▸ PROBLEM DETAILS: In the records below, find the line containing "Shelf-audit tagging: put a marker on the hippo eye, one"; give it again exactly, along with every line that follows, and nothing else.

▸ SUPPLIED DATA:
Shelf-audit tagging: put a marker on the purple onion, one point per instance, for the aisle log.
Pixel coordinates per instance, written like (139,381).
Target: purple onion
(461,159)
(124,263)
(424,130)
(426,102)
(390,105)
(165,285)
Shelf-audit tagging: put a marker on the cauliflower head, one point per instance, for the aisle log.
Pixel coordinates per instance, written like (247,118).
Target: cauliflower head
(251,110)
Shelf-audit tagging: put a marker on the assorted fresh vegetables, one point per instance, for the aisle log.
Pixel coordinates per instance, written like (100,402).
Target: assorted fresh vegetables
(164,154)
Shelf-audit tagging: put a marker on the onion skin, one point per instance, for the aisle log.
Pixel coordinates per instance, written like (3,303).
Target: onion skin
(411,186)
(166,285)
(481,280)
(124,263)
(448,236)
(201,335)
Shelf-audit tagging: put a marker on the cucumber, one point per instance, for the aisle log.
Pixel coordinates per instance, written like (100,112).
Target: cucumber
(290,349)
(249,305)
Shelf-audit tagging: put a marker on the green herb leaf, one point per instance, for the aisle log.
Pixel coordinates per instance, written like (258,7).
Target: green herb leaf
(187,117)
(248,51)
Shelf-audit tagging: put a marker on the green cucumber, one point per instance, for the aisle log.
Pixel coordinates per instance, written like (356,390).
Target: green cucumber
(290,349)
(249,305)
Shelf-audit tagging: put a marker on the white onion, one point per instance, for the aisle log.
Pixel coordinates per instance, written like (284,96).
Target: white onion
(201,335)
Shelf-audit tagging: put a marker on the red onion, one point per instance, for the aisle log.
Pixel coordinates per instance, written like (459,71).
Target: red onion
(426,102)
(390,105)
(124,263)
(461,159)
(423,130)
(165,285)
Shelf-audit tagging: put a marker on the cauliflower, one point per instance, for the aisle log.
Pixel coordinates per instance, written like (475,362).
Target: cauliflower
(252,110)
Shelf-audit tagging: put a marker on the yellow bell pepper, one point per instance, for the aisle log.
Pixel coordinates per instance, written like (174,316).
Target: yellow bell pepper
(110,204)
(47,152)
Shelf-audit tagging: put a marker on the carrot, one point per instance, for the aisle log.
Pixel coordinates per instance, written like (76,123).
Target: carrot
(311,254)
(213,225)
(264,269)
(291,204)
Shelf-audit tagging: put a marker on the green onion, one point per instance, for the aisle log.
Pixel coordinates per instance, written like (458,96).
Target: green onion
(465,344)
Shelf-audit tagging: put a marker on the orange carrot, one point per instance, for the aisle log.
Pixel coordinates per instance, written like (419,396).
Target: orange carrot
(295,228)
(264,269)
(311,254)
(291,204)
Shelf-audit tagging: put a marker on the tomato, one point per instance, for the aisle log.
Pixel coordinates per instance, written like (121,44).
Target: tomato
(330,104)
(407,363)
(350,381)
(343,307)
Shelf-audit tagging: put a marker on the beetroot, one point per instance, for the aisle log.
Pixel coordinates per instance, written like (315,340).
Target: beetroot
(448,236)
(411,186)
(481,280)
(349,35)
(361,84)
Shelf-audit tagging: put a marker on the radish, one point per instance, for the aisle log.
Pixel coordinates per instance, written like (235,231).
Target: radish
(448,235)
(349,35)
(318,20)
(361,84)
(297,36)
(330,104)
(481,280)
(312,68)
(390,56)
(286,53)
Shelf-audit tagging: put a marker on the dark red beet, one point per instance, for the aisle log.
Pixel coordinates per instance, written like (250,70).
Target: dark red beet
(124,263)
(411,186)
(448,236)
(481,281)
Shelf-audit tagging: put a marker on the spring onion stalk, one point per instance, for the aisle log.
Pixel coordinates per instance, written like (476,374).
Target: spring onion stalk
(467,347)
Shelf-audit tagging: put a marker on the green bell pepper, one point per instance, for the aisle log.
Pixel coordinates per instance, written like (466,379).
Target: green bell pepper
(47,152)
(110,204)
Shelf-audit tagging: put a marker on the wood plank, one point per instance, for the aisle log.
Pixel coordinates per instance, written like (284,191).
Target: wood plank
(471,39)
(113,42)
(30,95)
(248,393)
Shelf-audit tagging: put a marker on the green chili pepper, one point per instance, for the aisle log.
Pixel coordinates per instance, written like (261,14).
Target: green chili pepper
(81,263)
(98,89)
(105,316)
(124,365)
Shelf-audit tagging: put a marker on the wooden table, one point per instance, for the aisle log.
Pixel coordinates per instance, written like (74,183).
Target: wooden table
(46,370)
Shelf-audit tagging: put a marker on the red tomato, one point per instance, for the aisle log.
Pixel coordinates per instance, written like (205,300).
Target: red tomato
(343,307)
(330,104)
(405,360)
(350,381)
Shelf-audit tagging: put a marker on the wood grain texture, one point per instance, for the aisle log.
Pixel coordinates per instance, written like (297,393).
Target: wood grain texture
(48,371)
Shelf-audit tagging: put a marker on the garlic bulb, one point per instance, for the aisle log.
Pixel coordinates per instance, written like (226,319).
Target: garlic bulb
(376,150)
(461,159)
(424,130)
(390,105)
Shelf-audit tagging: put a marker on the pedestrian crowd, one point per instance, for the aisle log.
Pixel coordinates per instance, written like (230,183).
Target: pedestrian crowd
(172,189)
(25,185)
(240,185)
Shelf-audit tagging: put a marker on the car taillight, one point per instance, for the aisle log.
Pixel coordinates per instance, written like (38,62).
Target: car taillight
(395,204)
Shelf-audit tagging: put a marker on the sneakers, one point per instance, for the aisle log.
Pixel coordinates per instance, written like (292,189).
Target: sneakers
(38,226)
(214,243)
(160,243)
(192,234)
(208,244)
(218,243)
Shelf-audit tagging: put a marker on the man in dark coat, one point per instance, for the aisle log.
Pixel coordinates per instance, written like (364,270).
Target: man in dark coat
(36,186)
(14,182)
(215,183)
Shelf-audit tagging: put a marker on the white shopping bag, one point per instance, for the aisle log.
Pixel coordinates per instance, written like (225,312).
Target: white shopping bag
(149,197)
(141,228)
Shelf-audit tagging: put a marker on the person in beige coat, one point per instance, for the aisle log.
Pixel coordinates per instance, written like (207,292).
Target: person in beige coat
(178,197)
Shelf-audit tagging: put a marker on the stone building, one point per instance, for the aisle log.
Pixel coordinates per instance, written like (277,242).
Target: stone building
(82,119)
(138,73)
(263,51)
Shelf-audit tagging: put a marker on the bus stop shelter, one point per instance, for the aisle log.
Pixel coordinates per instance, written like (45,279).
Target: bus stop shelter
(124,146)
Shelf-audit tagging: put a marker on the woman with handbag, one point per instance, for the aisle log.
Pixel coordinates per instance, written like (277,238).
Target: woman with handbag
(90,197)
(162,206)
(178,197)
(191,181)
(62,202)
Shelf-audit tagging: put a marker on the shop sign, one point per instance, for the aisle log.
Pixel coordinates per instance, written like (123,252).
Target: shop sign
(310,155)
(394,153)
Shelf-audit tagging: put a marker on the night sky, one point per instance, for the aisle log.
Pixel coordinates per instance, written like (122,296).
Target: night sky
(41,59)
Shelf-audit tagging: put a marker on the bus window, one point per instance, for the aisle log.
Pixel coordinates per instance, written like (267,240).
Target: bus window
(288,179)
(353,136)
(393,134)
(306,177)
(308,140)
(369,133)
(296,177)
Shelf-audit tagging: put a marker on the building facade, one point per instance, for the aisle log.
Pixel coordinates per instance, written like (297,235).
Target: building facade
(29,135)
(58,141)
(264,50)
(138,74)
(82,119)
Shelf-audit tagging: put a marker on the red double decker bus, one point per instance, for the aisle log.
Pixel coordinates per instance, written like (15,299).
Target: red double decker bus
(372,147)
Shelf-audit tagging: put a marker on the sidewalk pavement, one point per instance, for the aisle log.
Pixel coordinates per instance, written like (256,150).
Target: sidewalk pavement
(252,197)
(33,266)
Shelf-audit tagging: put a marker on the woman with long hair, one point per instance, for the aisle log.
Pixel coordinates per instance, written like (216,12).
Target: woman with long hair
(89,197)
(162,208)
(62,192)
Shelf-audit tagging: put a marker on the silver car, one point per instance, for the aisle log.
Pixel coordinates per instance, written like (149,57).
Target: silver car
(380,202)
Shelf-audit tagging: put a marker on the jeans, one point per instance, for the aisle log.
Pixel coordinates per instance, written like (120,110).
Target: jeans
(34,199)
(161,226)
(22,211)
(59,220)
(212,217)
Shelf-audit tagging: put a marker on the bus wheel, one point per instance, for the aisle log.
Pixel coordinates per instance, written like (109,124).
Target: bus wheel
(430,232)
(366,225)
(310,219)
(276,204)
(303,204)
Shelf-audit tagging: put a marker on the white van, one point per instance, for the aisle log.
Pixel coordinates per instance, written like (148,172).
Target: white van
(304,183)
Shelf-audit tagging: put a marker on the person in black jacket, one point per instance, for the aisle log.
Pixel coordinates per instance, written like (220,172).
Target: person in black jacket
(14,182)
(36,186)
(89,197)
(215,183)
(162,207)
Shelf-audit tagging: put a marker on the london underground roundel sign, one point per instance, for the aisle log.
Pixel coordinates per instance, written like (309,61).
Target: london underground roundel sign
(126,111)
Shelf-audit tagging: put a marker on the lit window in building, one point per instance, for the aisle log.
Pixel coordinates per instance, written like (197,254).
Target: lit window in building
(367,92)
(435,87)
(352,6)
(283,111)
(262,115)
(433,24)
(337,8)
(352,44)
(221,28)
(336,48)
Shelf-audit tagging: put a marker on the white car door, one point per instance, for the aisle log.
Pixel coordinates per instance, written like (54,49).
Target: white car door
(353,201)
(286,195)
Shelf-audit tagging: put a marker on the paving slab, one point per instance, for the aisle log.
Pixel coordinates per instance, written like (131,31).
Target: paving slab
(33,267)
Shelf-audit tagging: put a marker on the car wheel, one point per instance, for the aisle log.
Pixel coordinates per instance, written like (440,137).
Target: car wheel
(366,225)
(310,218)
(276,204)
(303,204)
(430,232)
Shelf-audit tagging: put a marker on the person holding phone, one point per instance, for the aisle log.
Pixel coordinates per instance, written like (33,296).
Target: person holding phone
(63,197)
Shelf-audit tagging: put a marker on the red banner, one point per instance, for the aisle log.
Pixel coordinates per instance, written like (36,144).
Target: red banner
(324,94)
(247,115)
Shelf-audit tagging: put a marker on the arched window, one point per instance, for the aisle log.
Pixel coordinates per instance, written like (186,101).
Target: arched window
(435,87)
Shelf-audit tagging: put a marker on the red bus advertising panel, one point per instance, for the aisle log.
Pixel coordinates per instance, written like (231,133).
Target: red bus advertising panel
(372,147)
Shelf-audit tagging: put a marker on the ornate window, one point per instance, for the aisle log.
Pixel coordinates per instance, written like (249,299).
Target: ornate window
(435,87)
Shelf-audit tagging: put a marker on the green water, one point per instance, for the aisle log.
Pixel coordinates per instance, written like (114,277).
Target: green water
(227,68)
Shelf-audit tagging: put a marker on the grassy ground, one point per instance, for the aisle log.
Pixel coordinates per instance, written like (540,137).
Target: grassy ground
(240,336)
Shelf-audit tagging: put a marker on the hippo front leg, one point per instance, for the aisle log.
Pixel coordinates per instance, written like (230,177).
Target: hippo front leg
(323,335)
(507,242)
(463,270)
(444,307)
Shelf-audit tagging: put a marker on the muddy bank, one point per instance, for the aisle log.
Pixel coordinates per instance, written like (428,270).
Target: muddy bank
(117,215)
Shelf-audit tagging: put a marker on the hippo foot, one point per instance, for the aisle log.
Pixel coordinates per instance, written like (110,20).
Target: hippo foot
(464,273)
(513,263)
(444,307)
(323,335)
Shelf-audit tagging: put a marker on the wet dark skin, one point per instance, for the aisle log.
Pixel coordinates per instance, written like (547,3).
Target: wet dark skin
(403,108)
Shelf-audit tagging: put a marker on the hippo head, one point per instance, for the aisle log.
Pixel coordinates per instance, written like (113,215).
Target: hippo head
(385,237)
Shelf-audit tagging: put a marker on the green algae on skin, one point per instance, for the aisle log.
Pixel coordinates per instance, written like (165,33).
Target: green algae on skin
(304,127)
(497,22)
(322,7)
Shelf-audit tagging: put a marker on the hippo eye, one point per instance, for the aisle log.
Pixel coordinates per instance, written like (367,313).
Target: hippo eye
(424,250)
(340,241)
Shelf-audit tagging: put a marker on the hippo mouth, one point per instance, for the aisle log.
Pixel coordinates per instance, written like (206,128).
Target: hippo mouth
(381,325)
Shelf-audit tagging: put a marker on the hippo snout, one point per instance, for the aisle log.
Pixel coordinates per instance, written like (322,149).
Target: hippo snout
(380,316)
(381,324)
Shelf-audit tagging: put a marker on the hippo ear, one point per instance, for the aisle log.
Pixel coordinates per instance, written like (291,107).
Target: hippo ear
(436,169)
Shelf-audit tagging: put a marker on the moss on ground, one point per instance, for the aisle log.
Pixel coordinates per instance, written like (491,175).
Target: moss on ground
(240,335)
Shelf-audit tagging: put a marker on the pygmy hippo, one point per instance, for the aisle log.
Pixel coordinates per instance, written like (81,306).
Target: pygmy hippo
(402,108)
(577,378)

▸ EXERCISE SOLUTION:
Shelf-audit tagging: put a marker on the hippo eye, one point per instance, for the aisle log.
Pixel coordinates per instance, written like (367,313).
Target: hippo eye
(424,250)
(340,241)
Shelf-audit tagging: put a marker on the hippo mouth, one point per instance, for the aisle log.
Pixel coordinates per instance, written like (206,128).
Target: hippo mouth
(381,325)
Shelf-audit tagging: put a marker on the hippo snout, one point per instance, for the aisle log.
Pixel coordinates per instance, written like (322,149).
Target: hippo snout
(380,316)
(381,324)
Shelf-audit tagging: put a marker on the hippo ear, one point per instance, for the aisle log.
Pixel coordinates per instance, written like (291,107).
Target: hippo ear
(436,169)
Shelf-audit tagging: put a marker on the moss on ground, one point per instance, for the aisle log.
Pixel coordinates per instance, written like (491,175).
Target: moss on ground
(240,335)
Shelf-audit tagging: put a marker on the pygmy hippo, one point per instance, for the aisle log.
Pixel coordinates per instance, written like (81,306).
Target: pygmy hippo
(402,108)
(577,378)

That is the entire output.